§ What you are asked to do
Rewrite the records starting at the line containing "[locate] brown snow" and ending at the last line of the records, swapping "winter forest background" for "winter woodland background" and leaving everything else unchanged.

Extracted records
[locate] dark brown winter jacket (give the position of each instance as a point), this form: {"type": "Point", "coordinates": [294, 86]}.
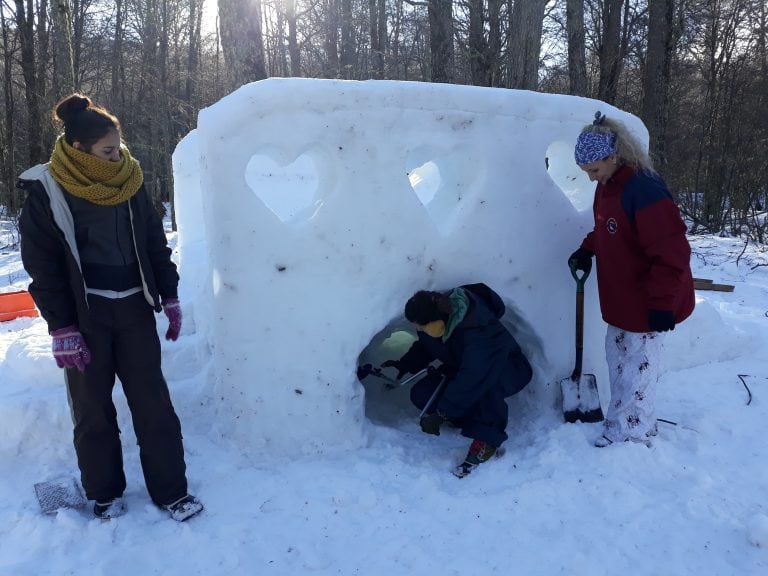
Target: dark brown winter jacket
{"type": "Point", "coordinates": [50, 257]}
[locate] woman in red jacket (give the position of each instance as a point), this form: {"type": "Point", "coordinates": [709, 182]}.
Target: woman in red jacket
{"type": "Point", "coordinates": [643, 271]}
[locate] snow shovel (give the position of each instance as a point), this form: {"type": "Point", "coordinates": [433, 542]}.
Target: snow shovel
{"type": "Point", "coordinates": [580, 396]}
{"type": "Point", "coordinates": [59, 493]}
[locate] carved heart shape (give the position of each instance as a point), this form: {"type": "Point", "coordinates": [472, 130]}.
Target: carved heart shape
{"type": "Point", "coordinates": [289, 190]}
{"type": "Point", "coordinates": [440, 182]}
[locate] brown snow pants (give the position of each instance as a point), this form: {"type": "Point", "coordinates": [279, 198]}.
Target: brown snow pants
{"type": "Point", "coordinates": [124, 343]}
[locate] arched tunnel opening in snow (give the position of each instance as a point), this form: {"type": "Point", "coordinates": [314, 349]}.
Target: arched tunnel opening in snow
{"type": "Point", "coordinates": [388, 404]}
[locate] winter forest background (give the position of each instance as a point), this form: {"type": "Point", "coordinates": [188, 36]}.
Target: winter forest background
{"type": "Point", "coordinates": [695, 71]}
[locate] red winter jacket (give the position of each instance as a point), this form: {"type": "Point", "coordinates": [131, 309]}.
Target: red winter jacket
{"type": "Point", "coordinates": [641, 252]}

§ Worked solution
[locate] brown snow pants (give the position of each instance as a point), this form: {"type": "Point", "coordinates": [279, 198]}.
Target: brown snow pants
{"type": "Point", "coordinates": [124, 343]}
[locate] arched tunnel opening in snow (give the position of each instance as a point), this form: {"type": "Point", "coordinates": [314, 349]}.
Target: arched tunnel opening in snow
{"type": "Point", "coordinates": [388, 404]}
[locate] winter woodland background (give the position of each instance as a point), this form: {"type": "Point", "coordinates": [188, 36]}.
Target: winter woodland background
{"type": "Point", "coordinates": [695, 71]}
[locate] red winter jacket (give the position of each instance as a point), this form: {"type": "Point", "coordinates": [131, 309]}.
Target: red winter jacket
{"type": "Point", "coordinates": [641, 252]}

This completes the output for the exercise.